━━━━━ Data to process ━━━━━

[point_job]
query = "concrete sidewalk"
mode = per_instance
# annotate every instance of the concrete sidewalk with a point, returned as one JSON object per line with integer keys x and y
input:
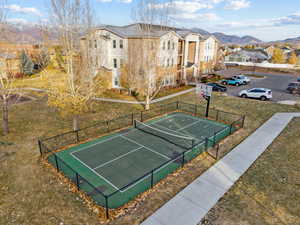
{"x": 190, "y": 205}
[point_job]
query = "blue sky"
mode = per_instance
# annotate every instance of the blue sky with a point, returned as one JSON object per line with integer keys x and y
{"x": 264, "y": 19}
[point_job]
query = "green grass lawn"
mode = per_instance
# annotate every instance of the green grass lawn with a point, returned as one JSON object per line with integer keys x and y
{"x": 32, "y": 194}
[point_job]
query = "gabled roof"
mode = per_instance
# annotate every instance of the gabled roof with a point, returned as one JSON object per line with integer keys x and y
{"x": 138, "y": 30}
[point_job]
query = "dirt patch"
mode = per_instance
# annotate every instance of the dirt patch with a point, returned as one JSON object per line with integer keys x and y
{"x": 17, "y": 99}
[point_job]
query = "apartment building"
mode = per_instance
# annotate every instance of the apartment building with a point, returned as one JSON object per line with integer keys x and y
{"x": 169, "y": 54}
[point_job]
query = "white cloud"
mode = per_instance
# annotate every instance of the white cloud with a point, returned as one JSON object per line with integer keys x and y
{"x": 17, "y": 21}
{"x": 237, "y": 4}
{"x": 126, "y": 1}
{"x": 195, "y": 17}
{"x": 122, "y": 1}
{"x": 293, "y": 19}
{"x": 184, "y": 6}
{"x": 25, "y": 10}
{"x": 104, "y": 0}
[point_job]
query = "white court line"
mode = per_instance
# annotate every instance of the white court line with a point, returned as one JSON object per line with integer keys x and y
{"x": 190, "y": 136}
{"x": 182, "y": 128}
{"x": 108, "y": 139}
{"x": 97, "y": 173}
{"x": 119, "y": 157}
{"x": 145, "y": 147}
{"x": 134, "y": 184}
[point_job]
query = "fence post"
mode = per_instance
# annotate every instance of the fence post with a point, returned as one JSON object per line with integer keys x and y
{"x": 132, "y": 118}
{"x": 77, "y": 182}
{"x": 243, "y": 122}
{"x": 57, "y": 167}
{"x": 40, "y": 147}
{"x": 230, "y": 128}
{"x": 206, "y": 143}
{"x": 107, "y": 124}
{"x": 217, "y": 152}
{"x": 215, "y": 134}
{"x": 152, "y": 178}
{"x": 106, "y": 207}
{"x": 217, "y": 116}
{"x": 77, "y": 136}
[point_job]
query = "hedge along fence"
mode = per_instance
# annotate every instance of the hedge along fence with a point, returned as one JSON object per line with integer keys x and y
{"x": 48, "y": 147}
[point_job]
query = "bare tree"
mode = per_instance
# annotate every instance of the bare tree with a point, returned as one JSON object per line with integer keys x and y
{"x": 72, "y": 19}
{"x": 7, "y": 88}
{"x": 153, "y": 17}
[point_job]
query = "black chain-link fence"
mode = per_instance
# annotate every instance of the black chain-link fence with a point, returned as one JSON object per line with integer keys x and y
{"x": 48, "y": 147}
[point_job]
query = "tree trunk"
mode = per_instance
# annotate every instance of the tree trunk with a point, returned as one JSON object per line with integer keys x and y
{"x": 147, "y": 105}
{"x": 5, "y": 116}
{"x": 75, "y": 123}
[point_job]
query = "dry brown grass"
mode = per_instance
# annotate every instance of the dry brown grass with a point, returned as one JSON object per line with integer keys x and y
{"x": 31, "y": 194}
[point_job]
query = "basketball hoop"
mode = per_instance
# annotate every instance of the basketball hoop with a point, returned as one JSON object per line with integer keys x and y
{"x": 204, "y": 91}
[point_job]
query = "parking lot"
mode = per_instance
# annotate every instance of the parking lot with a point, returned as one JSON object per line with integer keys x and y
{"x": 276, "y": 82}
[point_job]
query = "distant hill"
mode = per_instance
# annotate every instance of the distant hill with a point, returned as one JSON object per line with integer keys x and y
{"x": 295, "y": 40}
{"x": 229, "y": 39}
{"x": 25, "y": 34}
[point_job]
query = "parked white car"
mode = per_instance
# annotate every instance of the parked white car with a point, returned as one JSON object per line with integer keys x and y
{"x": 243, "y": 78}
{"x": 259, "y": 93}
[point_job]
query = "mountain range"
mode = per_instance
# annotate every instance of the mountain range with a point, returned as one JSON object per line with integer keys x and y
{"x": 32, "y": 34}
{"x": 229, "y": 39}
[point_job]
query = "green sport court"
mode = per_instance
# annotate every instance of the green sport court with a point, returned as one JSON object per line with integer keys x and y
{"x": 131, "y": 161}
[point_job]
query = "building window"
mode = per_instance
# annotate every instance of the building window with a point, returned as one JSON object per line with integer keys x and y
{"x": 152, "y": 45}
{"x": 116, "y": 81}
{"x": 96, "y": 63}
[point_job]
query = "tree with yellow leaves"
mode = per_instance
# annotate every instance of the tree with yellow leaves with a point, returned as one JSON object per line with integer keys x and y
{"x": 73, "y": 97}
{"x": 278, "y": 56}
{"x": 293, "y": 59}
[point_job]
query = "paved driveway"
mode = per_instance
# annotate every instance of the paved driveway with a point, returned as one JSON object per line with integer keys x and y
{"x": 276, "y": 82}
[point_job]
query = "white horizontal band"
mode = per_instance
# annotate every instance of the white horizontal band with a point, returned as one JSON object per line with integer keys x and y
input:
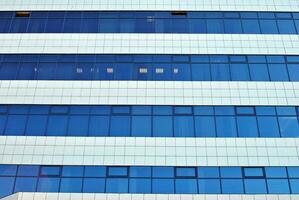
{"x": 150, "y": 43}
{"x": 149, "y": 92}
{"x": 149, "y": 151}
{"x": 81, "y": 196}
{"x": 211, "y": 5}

━━━━━

**What you will do:** List every line of the data above that contains the word "post", copying each line in full.

**Answer for the task:**
query = "fence post"
# annotate every instance of the fence post with a point, returned as one JSON object per line with integer keys x and y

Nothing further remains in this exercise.